# ÜBUNGSAUFGABEN
1. Fasse den Textauszug in zwei Sätzen zusammen.
2. Ersetze im Textauszug „Digitalkamera“ durch „USB-Stick“ und gib dabei alles von „## ChrisJumper“ bis hinunter zu „oder udev-regeln erstellen.“ wieder.

# TEXTAUSZUG
:::::
Vieleicht gibt es ja sonst noch einen schlanken daemon, der versteckt läuft und diese Aufgaben übernimmt...

----------

## ChrisJumper

:)

Ich mag das so an Linux, das es eben so viele Möglichkeiten gibt Dinge zu erledigen und "Probleme" zu lösen. Aber da hat man immer die Qual der Wahl, besonders unter Gentoo. Ich versuch halt immer relativ breit zu fahren aus Interesse an der Konfiguration selber. 

musv Ansatz ist natürlich eleganter, sauberer und sicherer (weniger Software = weniger potentielle Fehlerquellen) und passt eher zu Fluxbox. Weil man dann auch nicht immer neue Pakete installieren muss. Auf Mehrbenutzer-Systemen hab ich aber immer gerne alles einfach und mag mich da nicht so genau drum kümmern. Wenn jemand da z.B eine Digitalkamera einsteckt bin ich froh das Gnome den Ordner direkt öffnet usw... ohne das ich dafür ein Script schreiben musste oder udev-regeln erstellen.

Wenn mir udev irgendwann in "fleisch und blut" übergehen sollte werde ich das aber auch so machen! :)

@Jean-Paul

Zugegeben das mit den "Signalen" war wirklich nicht sonderlich gut formuliert und ist eindeutig Aufgabe von Dbus, ich wollte auch nur verdeutlichen das HAL lediglich eine Abstraktions-schicht ist die den Stein ins rollen bringt und sich nicht direkt um das einbinden kümmert usw. Wenn dich hal/dbus und deren Interprozesskommunikation interessieren, schau doch mal in diesen Linux-Magazin Artikel.
:::::
# DATENSÄTZE

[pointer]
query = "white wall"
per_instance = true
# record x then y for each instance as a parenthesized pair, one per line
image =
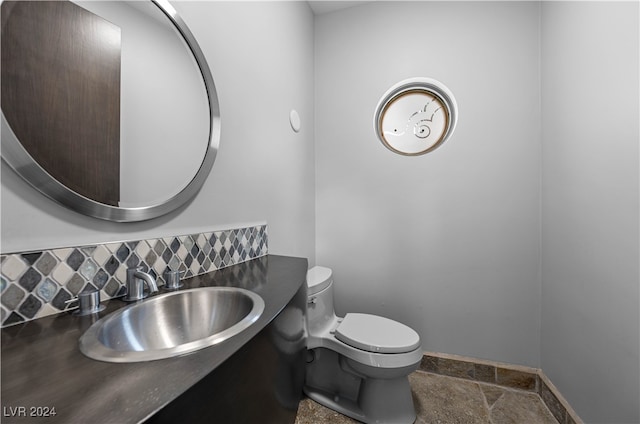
(590, 290)
(261, 58)
(447, 243)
:::::
# LÖSUNGEN
1. ChrisJumper schätzt an Linux die vielen Möglichkeiten, hält den Ansatz von musv für eleganter, sauberer und sicherer, bevorzugt auf Mehrbenutzer-Systemen aber einfache Lösungen, bei denen etwa Gnome beim Einstecken einer Digitalkamera den Ordner direkt öffnet. An Jean-Paul gerichtet räumt ChrisJumper ein, dass die Formulierung mit den „Signalen“ nicht sonderlich gut war und dies eindeutig Aufgabe von Dbus ist, und stellt klar, dass HAL lediglich eine Abstraktionsschicht ist, die sich nicht direkt um das Einbinden kümmert.

2.
## ChrisJumper

:)

Ich mag das so an Linux, das es eben so viele Möglichkeiten gibt Dinge zu erledigen und "Probleme" zu lösen. Aber da hat man immer die Qual der Wahl, besonders unter Gentoo. Ich versuch halt immer relativ breit zu fahren aus Interesse an der Konfiguration selber. 

musv Ansatz ist natürlich eleganter, sauberer und sicherer (weniger Software = weniger potentielle Fehlerquellen) und passt eher zu Fluxbox. Weil man dann auch nicht immer neue Pakete installieren muss. Auf Mehrbenutzer-Systemen hab ich aber immer gerne alles einfach und mag mich da nicht so genau drum kümmern. Wenn jemand da z.B eine USB-Stick einsteckt bin ich froh das Gnome den Ordner direkt öffnet usw... ohne das ich dafür ein Script schreiben musste oder udev-regeln erstellen.